The problem — Copy the section of the court opinion below, starting at "JUNE 8, 1972." and ending at "STENGEL, Judge, presiding.", and substitute "Peoria County" for "Rock Island County".

** Start of Text segment **

ILLINOIS APPELLATE COURT — THIRD DISTRICT


JUNE 8, 1972.

C. JANE NELSON, PLAINTIFF-APPELLEE,

v.

THEODORE FOLEGSTROM ET AL., DEFENDANTS-APPELLANTS.

APPEAL from the Circuit Court of Rock Island County; the Hon. RICHARD STENGEL, Judge, presiding.

MR. JUSTICE DIXON DELIVERED THE OPINION OF THE COURT:

This is an appeal from an order denying a lien of the Department of Public Aid.

In 1941 the plaintiff conveyed a modest dwelling by a deed in trust to certain trustees who simultaneously executed a trust agreement. The stated purpose of the trust agreement was to provide a home for the grandparents of the grantor during their lives and thereafter to provide for Esther Fogelstrom, an aunt of the grantor who resided with the grandparents the trustees might encumber, rent or sell as in their discretion they might determine and if the said real estate was rented or sold, the income should be used solely for the support and maintenance of Esther and if mortgaged the proceeds from the mortgage should likewise be used for the sole benefit of Esther. (Italics ours).

After the death of the grandparents the property was used solely as the residence of Esther until her death. In 1952 she became a recipient of Old Age Assistance and continued to draw assistance until her death in 1969. The Department of Public Aid filed a Notice of Lien pursuant to Ill. Rev. Stat. 1967, ch. 23, sec. 3-10.

Plaintiff brought this action to have the trust declared terminated, to determine her interest and to have the lien declared void. The Department cross-complained alleging the trustees were derelict in their duties and should have sold the property. After a hearing the trial court entered judgment in favor of plaintiff, ordered that the Notice of Lien be declared invalid and that title be vested in plaintiff by reason of her reversionary interest. The Department has appealed from that order.

The first question to be determined is whether the State has a lien. Sec. 3-10 of the Public Aid Code provides, "* * * the State shall have a lien upon all legal and equitable interests of recipients in real property * * *."

The deed in trust provided, "The interest of each and every beneficiary hereunder, and of all persons claiming under them, or any of them, shall only be in the earnings, avails and proceeds arising from the sale or other disposition of said real estate and such interest is hereby declared to be personal property, and no beneficiary hereunder shall have any title or interest, legal or equitable in or to said real estate as such, but only an interest in the earnings, avails and proceeds thereof, as aforesaid."

** End of Text segment **
** Start of Dataset extract **

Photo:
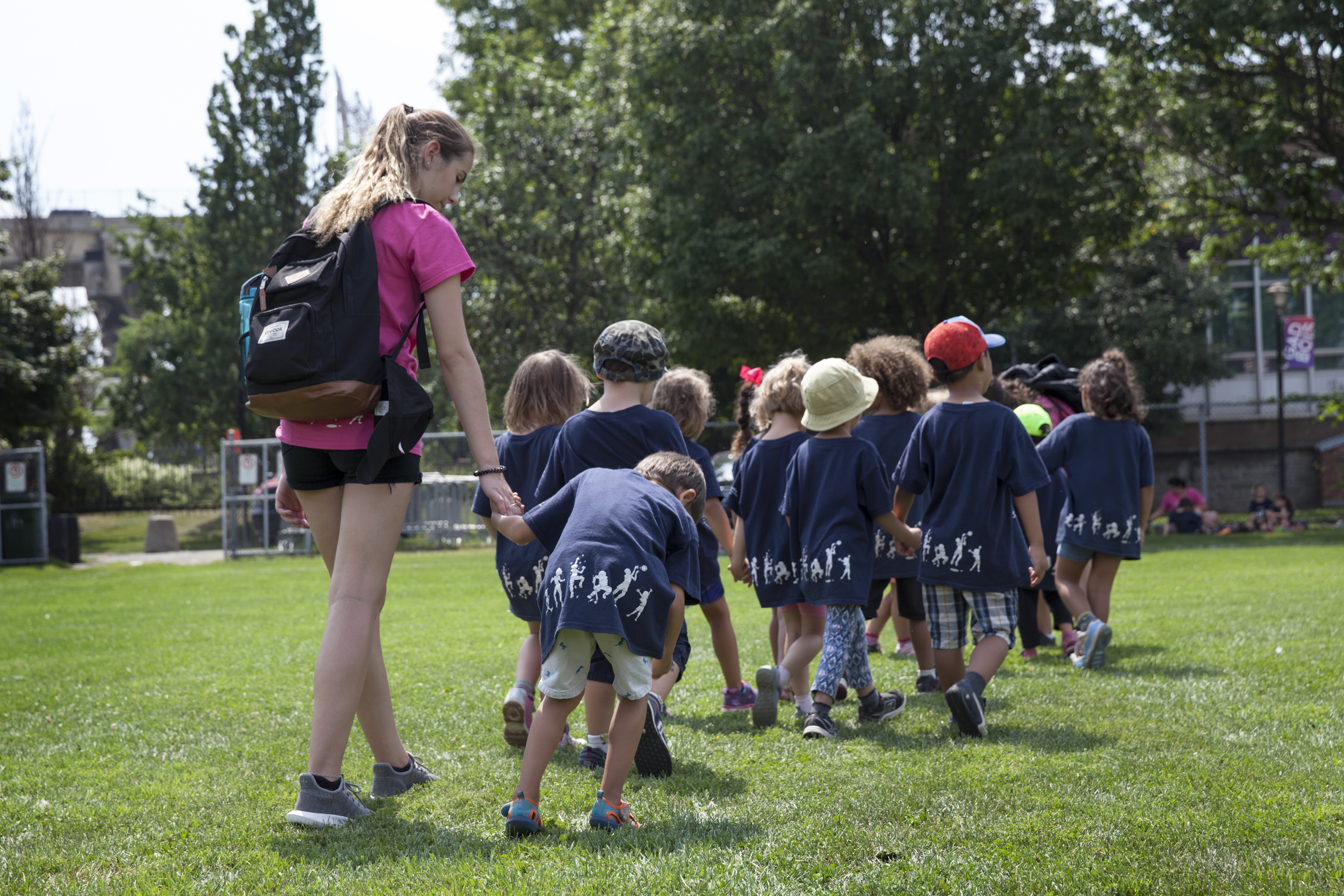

** End of Dataset extract **

Task answer —
JUNE 8, 1972.

C. JANE NELSON, PLAINTIFF-APPELLEE,

v.

THEODORE FOLEGSTROM ET AL., DEFENDANTS-APPELLANTS.

APPEAL from the Circuit Court of Peoria County; the Hon. RICHARD STENGEL, Judge, presiding.